### EXERCISE AIM
Return each line of the data below verbatim; pictures are to be left out.

### DATA SHOWN
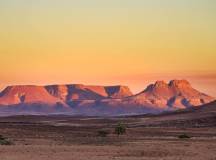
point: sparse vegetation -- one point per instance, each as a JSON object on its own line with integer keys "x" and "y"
{"x": 120, "y": 129}
{"x": 184, "y": 136}
{"x": 4, "y": 141}
{"x": 103, "y": 133}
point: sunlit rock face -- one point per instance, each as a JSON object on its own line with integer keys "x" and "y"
{"x": 177, "y": 94}
{"x": 100, "y": 100}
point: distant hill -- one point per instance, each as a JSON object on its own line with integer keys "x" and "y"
{"x": 100, "y": 100}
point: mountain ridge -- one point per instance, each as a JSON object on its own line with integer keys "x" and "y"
{"x": 90, "y": 99}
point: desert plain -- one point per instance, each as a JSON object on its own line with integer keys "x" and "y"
{"x": 148, "y": 137}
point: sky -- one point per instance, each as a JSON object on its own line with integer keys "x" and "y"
{"x": 129, "y": 42}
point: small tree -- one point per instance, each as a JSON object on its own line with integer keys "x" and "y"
{"x": 103, "y": 133}
{"x": 120, "y": 129}
{"x": 4, "y": 141}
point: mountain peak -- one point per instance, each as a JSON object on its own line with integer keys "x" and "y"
{"x": 179, "y": 83}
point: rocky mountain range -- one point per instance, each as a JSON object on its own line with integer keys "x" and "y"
{"x": 100, "y": 100}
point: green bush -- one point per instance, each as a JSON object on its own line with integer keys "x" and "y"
{"x": 120, "y": 129}
{"x": 4, "y": 141}
{"x": 184, "y": 136}
{"x": 103, "y": 133}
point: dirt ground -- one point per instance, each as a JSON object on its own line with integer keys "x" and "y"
{"x": 65, "y": 138}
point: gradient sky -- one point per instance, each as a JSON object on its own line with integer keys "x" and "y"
{"x": 130, "y": 42}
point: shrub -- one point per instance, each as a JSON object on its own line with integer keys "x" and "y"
{"x": 4, "y": 141}
{"x": 103, "y": 133}
{"x": 184, "y": 136}
{"x": 120, "y": 129}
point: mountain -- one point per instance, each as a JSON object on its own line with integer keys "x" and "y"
{"x": 177, "y": 94}
{"x": 26, "y": 94}
{"x": 101, "y": 100}
{"x": 84, "y": 92}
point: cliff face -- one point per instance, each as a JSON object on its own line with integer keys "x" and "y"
{"x": 98, "y": 100}
{"x": 84, "y": 92}
{"x": 26, "y": 94}
{"x": 175, "y": 94}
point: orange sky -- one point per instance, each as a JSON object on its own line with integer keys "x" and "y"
{"x": 114, "y": 42}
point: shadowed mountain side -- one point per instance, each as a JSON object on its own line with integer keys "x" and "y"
{"x": 85, "y": 92}
{"x": 176, "y": 94}
{"x": 100, "y": 100}
{"x": 27, "y": 94}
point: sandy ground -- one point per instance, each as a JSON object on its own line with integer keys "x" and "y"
{"x": 42, "y": 138}
{"x": 146, "y": 150}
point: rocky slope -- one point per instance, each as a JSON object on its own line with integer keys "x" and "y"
{"x": 100, "y": 100}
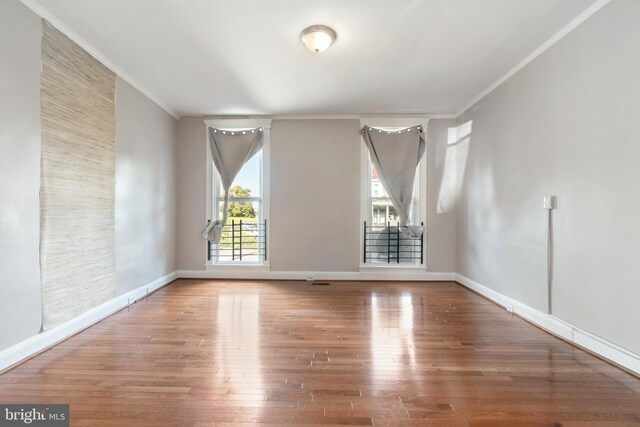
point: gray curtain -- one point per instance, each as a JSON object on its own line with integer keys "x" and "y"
{"x": 230, "y": 151}
{"x": 395, "y": 155}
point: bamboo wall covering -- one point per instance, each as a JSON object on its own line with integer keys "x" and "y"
{"x": 78, "y": 180}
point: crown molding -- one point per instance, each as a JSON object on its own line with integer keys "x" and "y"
{"x": 45, "y": 14}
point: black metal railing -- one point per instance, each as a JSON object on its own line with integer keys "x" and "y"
{"x": 241, "y": 241}
{"x": 392, "y": 244}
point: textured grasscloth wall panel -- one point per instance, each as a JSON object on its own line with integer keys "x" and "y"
{"x": 78, "y": 180}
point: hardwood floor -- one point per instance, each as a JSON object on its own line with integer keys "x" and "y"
{"x": 274, "y": 354}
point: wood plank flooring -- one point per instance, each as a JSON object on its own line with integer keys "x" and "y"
{"x": 260, "y": 354}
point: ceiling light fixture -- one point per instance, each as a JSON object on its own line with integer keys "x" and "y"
{"x": 318, "y": 38}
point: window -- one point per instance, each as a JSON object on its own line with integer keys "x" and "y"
{"x": 382, "y": 240}
{"x": 382, "y": 211}
{"x": 244, "y": 238}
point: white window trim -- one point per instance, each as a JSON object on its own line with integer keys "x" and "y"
{"x": 365, "y": 186}
{"x": 211, "y": 178}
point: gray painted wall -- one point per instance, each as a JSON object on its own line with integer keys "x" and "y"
{"x": 146, "y": 169}
{"x": 20, "y": 298}
{"x": 192, "y": 170}
{"x": 146, "y": 172}
{"x": 567, "y": 124}
{"x": 313, "y": 163}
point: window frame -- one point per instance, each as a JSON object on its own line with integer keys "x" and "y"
{"x": 213, "y": 182}
{"x": 420, "y": 186}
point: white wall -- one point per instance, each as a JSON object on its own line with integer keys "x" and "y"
{"x": 315, "y": 196}
{"x": 146, "y": 175}
{"x": 20, "y": 299}
{"x": 567, "y": 124}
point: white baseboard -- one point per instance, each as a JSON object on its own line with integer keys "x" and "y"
{"x": 37, "y": 343}
{"x": 260, "y": 273}
{"x": 558, "y": 327}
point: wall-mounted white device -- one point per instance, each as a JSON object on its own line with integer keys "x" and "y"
{"x": 549, "y": 202}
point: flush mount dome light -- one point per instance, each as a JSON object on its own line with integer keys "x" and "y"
{"x": 318, "y": 38}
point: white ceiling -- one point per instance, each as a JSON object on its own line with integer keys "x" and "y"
{"x": 241, "y": 57}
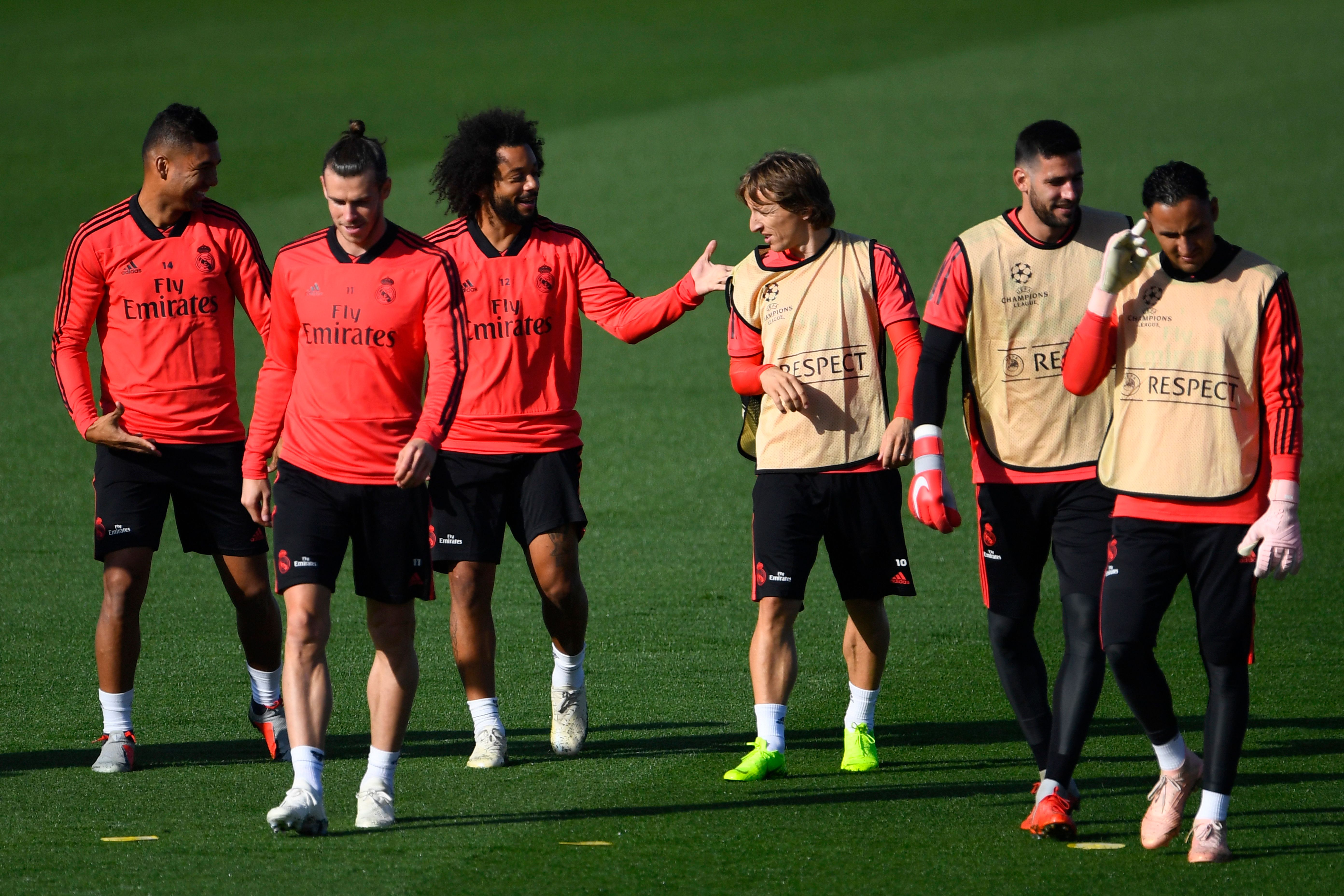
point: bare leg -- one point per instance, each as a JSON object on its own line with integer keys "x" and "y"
{"x": 307, "y": 680}
{"x": 775, "y": 656}
{"x": 554, "y": 561}
{"x": 868, "y": 635}
{"x": 126, "y": 577}
{"x": 396, "y": 673}
{"x": 472, "y": 627}
{"x": 256, "y": 609}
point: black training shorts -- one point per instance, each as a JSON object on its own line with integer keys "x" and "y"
{"x": 206, "y": 485}
{"x": 475, "y": 496}
{"x": 1021, "y": 525}
{"x": 1150, "y": 558}
{"x": 857, "y": 514}
{"x": 389, "y": 526}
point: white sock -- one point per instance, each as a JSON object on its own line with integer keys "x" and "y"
{"x": 1213, "y": 806}
{"x": 308, "y": 769}
{"x": 486, "y": 714}
{"x": 265, "y": 684}
{"x": 863, "y": 707}
{"x": 116, "y": 711}
{"x": 771, "y": 725}
{"x": 569, "y": 671}
{"x": 382, "y": 766}
{"x": 1171, "y": 756}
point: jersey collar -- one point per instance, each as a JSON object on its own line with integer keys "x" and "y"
{"x": 1224, "y": 256}
{"x": 1011, "y": 217}
{"x": 367, "y": 259}
{"x": 760, "y": 256}
{"x": 148, "y": 228}
{"x": 488, "y": 248}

### SOLUTION TO THE EXERCISE
point: sparse vegetation -- one point per instance, each as a JSON object on its own line with integer keys "x" and "y"
{"x": 120, "y": 129}
{"x": 184, "y": 136}
{"x": 4, "y": 141}
{"x": 103, "y": 133}
point: sunlit rock face -- one point per instance, each as a JSON object on its own line with integer keys "x" and "y"
{"x": 177, "y": 94}
{"x": 100, "y": 100}
point: distant hill -- one point per instance, each as a JSON object on its own line with integer keys "x" and "y"
{"x": 100, "y": 100}
point: mountain ridge -- one point per instance, each as a JSON object on its own line with integer keys "x" and "y"
{"x": 90, "y": 99}
point: desert plain -- one point per instance, each as a JSON object on its own line with integer keys "x" and "y"
{"x": 148, "y": 137}
point: sky -- one point per instance, each as a JSON object on its own line with integer keys "x" and "y"
{"x": 129, "y": 42}
point: small tree -- one point per instance, each as a JSON object on its own line with integer keys "x" and "y"
{"x": 103, "y": 133}
{"x": 120, "y": 129}
{"x": 4, "y": 141}
point: mountain peak -- one point per instance, each as a JSON object on its own line with integer keys "x" and "y"
{"x": 179, "y": 83}
point: rocky mountain range -- one point per instance, each as a JSON object on its own line with integer keys "x" and "y"
{"x": 100, "y": 100}
point: green bush -- one point per instance, each as a JSON object on its own line with integer keys "x" and "y"
{"x": 120, "y": 129}
{"x": 4, "y": 141}
{"x": 184, "y": 136}
{"x": 103, "y": 133}
point: dirt ground -- one point per instance, each as a JSON object on its own line with integer keys "x" and "y"
{"x": 65, "y": 138}
point: gradient sky -- one point per instance, each as a JSON object on its own line with integer keys "x" and "y"
{"x": 130, "y": 42}
point: shrub -- one point per instance, each as a JSON object on its own line with integer keys "x" and "y"
{"x": 4, "y": 141}
{"x": 103, "y": 133}
{"x": 184, "y": 136}
{"x": 120, "y": 129}
point: mountain -- one point per instance, each as a JSON object on its own line with integer keys "x" and "y"
{"x": 177, "y": 94}
{"x": 26, "y": 94}
{"x": 101, "y": 100}
{"x": 84, "y": 92}
point: cliff face -- one point per instance, each as a JSON object on its own line with integer keys "x" and "y"
{"x": 98, "y": 100}
{"x": 84, "y": 92}
{"x": 26, "y": 94}
{"x": 175, "y": 94}
point: orange sky -- one point per instance, each as a JSON object on its own line with integer keys "x" and "y"
{"x": 114, "y": 42}
point: shadowed mountain side -- one point per instance, each as a JSON object on its own line with integer keys "x" and "y"
{"x": 85, "y": 92}
{"x": 176, "y": 94}
{"x": 100, "y": 100}
{"x": 27, "y": 94}
point: sandy ground -- one point per instance, each as a JSON object on its own line with integer keys "x" and "y"
{"x": 42, "y": 138}
{"x": 146, "y": 150}
point: rocky slope -- one point per instance, each as a JSON object on its own line with integer keys "x" and "y"
{"x": 100, "y": 100}
point: gray curtain -- one point per instance, each as a JSON object on its own line with integer keys "x" and "y"
{"x": 230, "y": 151}
{"x": 395, "y": 155}
point: bamboo wall covering -- one point per instance, each as a JSON object on its own line with integer keys "x" and "y"
{"x": 78, "y": 180}
point: crown molding -- one point per instance, each as a JSON object on its own line with integer keys "x" and "y"
{"x": 45, "y": 14}
point: black metal railing -- one point per instance, each as a JSON object on its own line with integer keys "x" and "y"
{"x": 241, "y": 241}
{"x": 392, "y": 244}
point: textured grasscloth wall panel -- one point per instance, each as a JSON object on its own line with integer keys "x" and "y"
{"x": 78, "y": 180}
point: hardwood floor -- one point per instance, each as a JSON object on its own line with integer keys "x" and "y"
{"x": 274, "y": 354}
point: wood plank flooring -- one point per instance, each as a JSON object on its own line with integer keys "x" and "y"
{"x": 260, "y": 354}
point: ceiling light fixture -- one point per instance, each as a JSON object on its own line with integer keys "x" and "y"
{"x": 318, "y": 38}
point: window -- one point per instance, each as a JSON object on its own line with integer keys "x" and "y"
{"x": 382, "y": 240}
{"x": 382, "y": 211}
{"x": 244, "y": 238}
point: white window trim -- one point per instance, each as a JSON object on its own line with integer keys "x" and "y"
{"x": 365, "y": 186}
{"x": 211, "y": 178}
point: gray painted wall -- one point per instance, each as a JSON object on its own line with integer keys "x" and "y"
{"x": 146, "y": 169}
{"x": 20, "y": 298}
{"x": 192, "y": 170}
{"x": 146, "y": 172}
{"x": 567, "y": 124}
{"x": 313, "y": 163}
point: window frame -- one point per instance, each as a JSON object on its own line with integer keys "x" and "y"
{"x": 213, "y": 182}
{"x": 420, "y": 186}
point: white wall -- one point per instance, each as a JSON object on its own line with integer keys "x" and "y"
{"x": 315, "y": 196}
{"x": 146, "y": 175}
{"x": 20, "y": 299}
{"x": 567, "y": 124}
point: white baseboard -- one point per instance, each as a JSON object on its own line with integer keys "x" and "y"
{"x": 37, "y": 343}
{"x": 260, "y": 273}
{"x": 558, "y": 327}
point: wall-mounted white device -- one point per instance, each as a JSON object on its own line with integer keys "x" and "y"
{"x": 549, "y": 202}
point: flush mount dome light -- one point per instance, each as a JSON object on its own line with integer keys "x" and "y"
{"x": 318, "y": 38}
point: white ceiling -- one point per instance, each as a JSON object on its own line with integer keys "x" and "y"
{"x": 241, "y": 57}
point: bare leg -- one point per instance, each as a JSON object on its own line with integer keys "x" and "y"
{"x": 307, "y": 680}
{"x": 775, "y": 656}
{"x": 554, "y": 561}
{"x": 868, "y": 635}
{"x": 126, "y": 577}
{"x": 396, "y": 673}
{"x": 472, "y": 627}
{"x": 256, "y": 609}
point: black training shorts -- one point per instance, each as a JSON object on its own line with integer keys "x" and "y"
{"x": 206, "y": 485}
{"x": 475, "y": 496}
{"x": 1021, "y": 525}
{"x": 1150, "y": 558}
{"x": 857, "y": 514}
{"x": 389, "y": 526}
point: white sock -- one point per instance, each as a JSON object on its own line with integer keys "x" and "y"
{"x": 1213, "y": 806}
{"x": 308, "y": 769}
{"x": 486, "y": 714}
{"x": 265, "y": 684}
{"x": 863, "y": 707}
{"x": 116, "y": 711}
{"x": 771, "y": 725}
{"x": 569, "y": 671}
{"x": 382, "y": 766}
{"x": 1171, "y": 756}
point: jersey collar -- one point per instance, each as a JSON object on its own line with integer keys "x" and "y"
{"x": 1224, "y": 256}
{"x": 1011, "y": 217}
{"x": 367, "y": 259}
{"x": 760, "y": 256}
{"x": 148, "y": 228}
{"x": 488, "y": 248}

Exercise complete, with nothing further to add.